===== Belge bölümü
İsmail Şükrü Bey’den Seyyid Bey’e ‘hilafet’ tartışmaları

DR. YÜKSEL NİZAMOĞLU | YORUM

Son Osmanlı padişahı Vahdeddin’in ülkeyi terk etmesinden sonra yerine Abdülmecid Efendi TBMM tarafından halife seçildi. Ancak bu “halifelik” yüzyıllardır devam eden uygulamanın tersine “saltanatsız bir hilafetti.”

Abdülmecid Efendi’nin 1 yıl 3 ay 14 gün devam eden hilafeti başlangıçtan itibaren tartışmaların yaşandığı bir dönem oldu. Halifeliğin nasıl olması gerektiğine dair yapılan tartışmalar, halifeliğin kaldırılmasına kadar devam etti.

Bazı kelleler gidecektir! 

Halifeliğin kaldırılmasına dair tartışmalar saltanatın kaldırılması esnasında TBMM’de yaşanan sürece kadar götürülebilir. Klasik olarak İstanbul Hükümeti’nin Kurtuluş Savaşı sonrasında toplanacak olan Lozan Barış Konferansı’na çağrılmasıyla ortaya çıkan “ikiliğe son vermek” için saltanatın kaldırıldığı ifade edilir.

Burada unutulmaması gereken nokta, ilk TBMM’nin çok farklı görüş ve düşüncede olan milletvekillerinden meydana geldiği gerçeğidir. Buna rağmen 600 yıllık Osmanlı saltanatı ilk TBMM tarafından sona erdirilmiştir.

Mustafa Kemal, 1 Kasım 1922’de TBMM’de uzun bir konuşma yapmış, tarihten örnekler vererek hilafetle saltanatın ayrılabileceğine milletvekillerini iknaya çalışmıştır. Öncelikle hilafet kurumunun ortaya çıkışını anlatan Paşa, Selçuklular devrinde halifenin siyaseten Selçuk hükümdarlarının himayesine girdiğini, hakimiyet ve saltanatı Selçuklu otoritesi temsil ederken halifenin de “dini yönüyle” varlığını devam ettirdiğini belirtiyordu.
==========
===== Sağlanan veriler
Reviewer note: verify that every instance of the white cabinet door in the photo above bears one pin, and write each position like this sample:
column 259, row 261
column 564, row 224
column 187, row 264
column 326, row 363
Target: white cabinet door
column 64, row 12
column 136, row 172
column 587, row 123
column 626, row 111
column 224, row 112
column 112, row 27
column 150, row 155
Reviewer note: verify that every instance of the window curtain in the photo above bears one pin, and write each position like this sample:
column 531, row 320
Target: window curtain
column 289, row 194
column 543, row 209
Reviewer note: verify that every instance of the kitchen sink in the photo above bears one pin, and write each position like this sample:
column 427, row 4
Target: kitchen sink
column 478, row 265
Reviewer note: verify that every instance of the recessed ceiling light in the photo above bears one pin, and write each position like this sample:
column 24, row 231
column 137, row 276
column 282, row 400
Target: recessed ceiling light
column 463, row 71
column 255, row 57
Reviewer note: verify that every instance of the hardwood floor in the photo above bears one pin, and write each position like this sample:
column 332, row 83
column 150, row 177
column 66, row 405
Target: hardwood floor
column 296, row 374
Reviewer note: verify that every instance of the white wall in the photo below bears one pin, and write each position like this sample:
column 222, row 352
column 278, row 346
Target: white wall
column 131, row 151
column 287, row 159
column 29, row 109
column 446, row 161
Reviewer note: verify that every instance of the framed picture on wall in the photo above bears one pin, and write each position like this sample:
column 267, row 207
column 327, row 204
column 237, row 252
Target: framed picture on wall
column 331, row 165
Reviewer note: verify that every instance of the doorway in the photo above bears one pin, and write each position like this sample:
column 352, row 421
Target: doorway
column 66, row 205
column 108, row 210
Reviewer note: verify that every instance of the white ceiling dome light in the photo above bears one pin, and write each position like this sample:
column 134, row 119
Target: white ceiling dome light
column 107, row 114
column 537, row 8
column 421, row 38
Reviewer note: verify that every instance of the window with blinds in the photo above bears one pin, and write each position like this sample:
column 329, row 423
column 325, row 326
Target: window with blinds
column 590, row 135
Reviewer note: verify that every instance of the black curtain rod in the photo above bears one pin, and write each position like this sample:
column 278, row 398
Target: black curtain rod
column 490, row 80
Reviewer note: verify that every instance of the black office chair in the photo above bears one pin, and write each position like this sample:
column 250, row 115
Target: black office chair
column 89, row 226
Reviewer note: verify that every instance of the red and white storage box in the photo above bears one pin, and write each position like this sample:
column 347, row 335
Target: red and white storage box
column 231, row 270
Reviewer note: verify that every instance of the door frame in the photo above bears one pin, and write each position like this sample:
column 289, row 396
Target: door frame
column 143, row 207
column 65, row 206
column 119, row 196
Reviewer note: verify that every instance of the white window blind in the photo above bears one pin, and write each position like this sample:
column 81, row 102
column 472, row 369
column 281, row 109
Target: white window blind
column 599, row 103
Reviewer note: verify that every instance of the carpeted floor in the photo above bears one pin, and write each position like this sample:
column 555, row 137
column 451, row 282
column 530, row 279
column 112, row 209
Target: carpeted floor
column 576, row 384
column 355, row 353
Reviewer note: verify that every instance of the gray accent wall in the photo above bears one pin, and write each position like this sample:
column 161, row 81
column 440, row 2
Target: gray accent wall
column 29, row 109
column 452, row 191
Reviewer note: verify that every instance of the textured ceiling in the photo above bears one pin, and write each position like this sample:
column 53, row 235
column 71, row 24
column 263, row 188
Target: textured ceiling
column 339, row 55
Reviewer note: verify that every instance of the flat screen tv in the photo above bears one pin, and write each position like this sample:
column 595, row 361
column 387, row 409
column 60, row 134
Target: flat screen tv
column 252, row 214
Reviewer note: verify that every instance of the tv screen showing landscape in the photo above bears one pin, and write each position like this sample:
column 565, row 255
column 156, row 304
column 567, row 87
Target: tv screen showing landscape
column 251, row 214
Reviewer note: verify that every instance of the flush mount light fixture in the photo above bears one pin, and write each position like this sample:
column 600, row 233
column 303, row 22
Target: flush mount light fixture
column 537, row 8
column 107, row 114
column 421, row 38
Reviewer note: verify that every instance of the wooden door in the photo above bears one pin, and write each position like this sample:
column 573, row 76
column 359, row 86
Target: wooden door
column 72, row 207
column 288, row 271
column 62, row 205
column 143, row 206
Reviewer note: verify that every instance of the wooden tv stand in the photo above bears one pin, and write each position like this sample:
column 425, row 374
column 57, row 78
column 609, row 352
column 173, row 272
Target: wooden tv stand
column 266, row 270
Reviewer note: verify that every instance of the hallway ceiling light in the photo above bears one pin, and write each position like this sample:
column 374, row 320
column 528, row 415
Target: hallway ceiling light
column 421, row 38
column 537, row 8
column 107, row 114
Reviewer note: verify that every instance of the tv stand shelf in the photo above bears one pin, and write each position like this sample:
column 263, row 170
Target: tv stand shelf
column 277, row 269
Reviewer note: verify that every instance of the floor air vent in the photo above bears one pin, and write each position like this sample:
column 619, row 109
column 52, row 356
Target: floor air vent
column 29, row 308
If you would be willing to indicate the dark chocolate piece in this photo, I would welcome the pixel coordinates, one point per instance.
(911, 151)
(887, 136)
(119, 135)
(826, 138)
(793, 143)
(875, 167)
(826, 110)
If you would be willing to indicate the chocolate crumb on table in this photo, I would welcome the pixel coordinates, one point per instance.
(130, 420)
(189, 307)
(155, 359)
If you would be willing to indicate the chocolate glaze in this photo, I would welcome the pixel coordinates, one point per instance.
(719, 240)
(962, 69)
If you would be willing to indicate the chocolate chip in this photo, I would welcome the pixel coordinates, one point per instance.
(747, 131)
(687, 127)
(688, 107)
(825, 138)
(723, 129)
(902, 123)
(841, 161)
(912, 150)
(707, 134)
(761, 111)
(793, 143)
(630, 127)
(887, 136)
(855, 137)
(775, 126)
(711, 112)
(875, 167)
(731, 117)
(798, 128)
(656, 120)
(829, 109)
==========
▶ _Görev tanımı_
Hilafet tartışmalarını anlatan yazıya göre şu soruları yanıtlayın:
1. Abdülmecid Efendi'nin hilafeti ne kadar sürdü?
2. 600 yıllık Osmanlı saltanatı hangi meclis tarafından sona erdirildi?
3. Mustafa Kemal TBMM'deki uzun konuşmasını hangi tarihte yaptı?
Kayıtların bu işle hiçbir ilgisi yoktur.

▶ _Yanıt_
1. 1 yıl 3 ay 14 gün
2. İlk TBMM
3. 1 Kasım 1922